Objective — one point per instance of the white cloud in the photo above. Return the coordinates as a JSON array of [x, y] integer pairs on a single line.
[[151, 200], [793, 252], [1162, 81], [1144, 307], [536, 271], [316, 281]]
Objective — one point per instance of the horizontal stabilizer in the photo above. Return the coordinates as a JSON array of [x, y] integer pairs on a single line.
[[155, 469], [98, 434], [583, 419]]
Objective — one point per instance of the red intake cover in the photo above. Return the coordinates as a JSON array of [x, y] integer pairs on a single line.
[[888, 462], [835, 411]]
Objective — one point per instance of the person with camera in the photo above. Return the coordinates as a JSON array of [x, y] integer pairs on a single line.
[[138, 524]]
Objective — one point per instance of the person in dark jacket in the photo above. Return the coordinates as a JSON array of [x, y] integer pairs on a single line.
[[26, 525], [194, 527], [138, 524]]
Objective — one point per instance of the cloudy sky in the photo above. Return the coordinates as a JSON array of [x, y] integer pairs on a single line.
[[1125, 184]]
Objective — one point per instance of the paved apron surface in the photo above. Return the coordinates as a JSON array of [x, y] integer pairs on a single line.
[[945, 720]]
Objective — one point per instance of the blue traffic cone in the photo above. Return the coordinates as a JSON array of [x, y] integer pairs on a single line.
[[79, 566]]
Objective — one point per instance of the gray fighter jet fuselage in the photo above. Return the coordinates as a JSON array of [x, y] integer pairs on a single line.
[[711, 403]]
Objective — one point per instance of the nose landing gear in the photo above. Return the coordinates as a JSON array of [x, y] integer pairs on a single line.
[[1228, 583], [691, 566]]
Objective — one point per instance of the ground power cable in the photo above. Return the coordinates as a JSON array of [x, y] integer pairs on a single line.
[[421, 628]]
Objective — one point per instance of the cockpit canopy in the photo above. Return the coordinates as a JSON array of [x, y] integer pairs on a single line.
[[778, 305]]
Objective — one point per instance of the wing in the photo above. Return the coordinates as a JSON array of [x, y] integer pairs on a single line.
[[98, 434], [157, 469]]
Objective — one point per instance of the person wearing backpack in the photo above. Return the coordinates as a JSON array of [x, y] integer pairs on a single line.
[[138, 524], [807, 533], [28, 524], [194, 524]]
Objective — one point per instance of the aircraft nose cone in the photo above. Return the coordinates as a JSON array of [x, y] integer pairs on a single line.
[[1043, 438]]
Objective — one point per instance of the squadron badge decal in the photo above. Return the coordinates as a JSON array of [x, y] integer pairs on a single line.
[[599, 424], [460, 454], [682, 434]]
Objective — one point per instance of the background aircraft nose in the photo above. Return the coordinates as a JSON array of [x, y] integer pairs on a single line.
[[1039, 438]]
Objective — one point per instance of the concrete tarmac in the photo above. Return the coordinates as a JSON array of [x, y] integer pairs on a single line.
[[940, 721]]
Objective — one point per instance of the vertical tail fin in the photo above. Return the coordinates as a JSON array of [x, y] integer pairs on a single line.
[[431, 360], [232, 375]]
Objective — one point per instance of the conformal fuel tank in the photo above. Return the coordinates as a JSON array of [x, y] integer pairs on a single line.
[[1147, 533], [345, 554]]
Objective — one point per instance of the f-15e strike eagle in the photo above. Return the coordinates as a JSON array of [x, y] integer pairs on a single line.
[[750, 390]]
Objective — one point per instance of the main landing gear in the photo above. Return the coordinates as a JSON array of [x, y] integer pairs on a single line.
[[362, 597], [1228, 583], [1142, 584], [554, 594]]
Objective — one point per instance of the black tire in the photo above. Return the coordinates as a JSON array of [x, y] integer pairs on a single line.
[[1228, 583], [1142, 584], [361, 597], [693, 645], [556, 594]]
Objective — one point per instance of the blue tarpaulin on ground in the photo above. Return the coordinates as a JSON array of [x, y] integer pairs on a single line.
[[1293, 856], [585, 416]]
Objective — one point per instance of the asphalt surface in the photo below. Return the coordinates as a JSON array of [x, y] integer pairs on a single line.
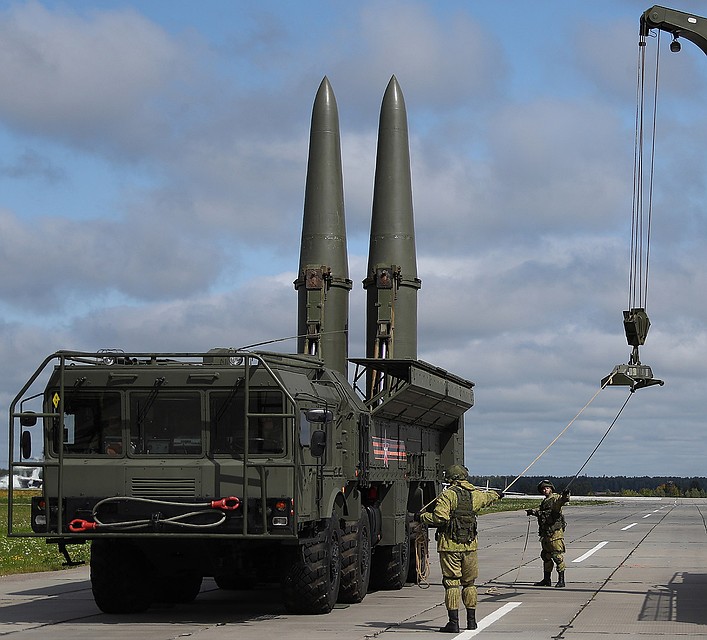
[[635, 568]]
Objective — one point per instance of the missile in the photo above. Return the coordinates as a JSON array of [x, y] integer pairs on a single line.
[[323, 283], [391, 283]]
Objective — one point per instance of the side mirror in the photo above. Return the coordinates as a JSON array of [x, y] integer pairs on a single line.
[[317, 444], [26, 444], [28, 420]]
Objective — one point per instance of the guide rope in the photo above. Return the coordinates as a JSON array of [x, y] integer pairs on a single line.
[[559, 435], [602, 439]]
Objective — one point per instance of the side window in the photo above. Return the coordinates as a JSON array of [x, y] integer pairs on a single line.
[[227, 411], [305, 429], [92, 423], [162, 423], [266, 432]]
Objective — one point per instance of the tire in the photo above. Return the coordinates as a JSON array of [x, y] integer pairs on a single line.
[[121, 578], [355, 561], [312, 582], [391, 565]]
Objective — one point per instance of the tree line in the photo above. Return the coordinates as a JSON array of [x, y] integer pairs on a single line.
[[649, 486]]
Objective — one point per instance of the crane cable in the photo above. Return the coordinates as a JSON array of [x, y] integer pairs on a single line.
[[641, 214]]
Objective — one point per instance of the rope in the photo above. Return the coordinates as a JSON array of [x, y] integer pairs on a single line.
[[422, 557], [559, 435], [522, 557], [600, 441], [641, 221]]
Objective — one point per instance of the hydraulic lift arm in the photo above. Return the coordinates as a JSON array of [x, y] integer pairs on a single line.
[[679, 24]]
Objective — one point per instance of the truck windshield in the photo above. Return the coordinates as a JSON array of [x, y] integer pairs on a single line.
[[165, 424], [92, 423]]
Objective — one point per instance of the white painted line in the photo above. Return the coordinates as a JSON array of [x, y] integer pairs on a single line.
[[590, 552], [487, 621]]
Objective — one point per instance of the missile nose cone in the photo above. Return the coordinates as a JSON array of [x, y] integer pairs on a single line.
[[393, 98], [325, 113]]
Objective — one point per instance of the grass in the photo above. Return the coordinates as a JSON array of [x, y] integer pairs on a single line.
[[29, 555]]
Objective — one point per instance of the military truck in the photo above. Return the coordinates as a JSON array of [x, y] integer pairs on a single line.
[[254, 466]]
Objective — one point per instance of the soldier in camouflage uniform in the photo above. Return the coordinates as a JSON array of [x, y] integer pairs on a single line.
[[454, 516], [551, 529]]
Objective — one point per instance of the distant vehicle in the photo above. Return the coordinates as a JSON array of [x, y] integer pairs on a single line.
[[253, 466]]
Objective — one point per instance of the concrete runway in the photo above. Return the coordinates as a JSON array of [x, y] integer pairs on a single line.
[[635, 568]]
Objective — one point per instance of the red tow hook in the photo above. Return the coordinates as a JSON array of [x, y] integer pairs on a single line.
[[82, 525], [227, 504]]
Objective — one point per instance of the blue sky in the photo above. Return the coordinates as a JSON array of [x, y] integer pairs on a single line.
[[152, 182]]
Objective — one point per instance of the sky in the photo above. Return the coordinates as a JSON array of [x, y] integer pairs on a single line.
[[152, 167]]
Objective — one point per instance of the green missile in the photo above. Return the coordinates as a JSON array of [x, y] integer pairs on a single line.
[[323, 283], [392, 283]]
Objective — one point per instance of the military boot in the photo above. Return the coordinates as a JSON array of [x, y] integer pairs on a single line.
[[453, 625], [471, 618], [545, 582]]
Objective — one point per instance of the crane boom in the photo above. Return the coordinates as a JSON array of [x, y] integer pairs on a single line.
[[678, 23]]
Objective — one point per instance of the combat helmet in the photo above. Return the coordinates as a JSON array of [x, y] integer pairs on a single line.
[[457, 472]]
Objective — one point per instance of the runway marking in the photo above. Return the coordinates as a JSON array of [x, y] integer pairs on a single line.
[[590, 552], [488, 620]]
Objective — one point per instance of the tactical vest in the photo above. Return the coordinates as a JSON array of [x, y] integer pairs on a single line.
[[462, 523], [549, 521]]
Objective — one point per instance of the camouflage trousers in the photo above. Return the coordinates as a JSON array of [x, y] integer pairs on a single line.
[[553, 552], [459, 570]]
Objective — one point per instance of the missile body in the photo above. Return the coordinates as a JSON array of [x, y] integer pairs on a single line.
[[392, 284], [323, 282]]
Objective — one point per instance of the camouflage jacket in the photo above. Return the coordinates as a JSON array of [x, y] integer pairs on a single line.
[[443, 513], [551, 522]]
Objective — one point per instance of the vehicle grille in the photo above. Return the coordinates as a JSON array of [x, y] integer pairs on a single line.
[[163, 487]]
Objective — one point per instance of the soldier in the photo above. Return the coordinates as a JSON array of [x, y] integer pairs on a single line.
[[454, 516], [551, 529]]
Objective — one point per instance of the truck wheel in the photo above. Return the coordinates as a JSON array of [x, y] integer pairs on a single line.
[[118, 577], [311, 585], [178, 588], [390, 565], [355, 560]]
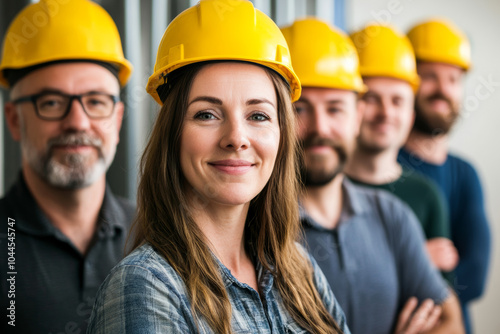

- _WHAT YOU WILL DO_
Restate, word for word, each line from the line containing "Objective — one point per instance of the vehicle" through the end of the entries above; the pictures are not part of the copy.

- _COMPLETED TASK_
Objective — one point per instance of the vehicle grille in the photo above. Return the coordinates as a JSON array of [x, y] integer pairs on a single line.
[[163, 487]]
Objective — one point per instance of the soldier in the photo above. Return the coordinates as a JSON array of [x, y] integer pairs on a single line.
[[454, 516], [551, 529]]
Objective — one point per instance of the truck wheel in the photo above. Return the coordinates as a JSON array of [x, y] integer pairs on a single line.
[[118, 577], [311, 585], [178, 588], [390, 565], [355, 560]]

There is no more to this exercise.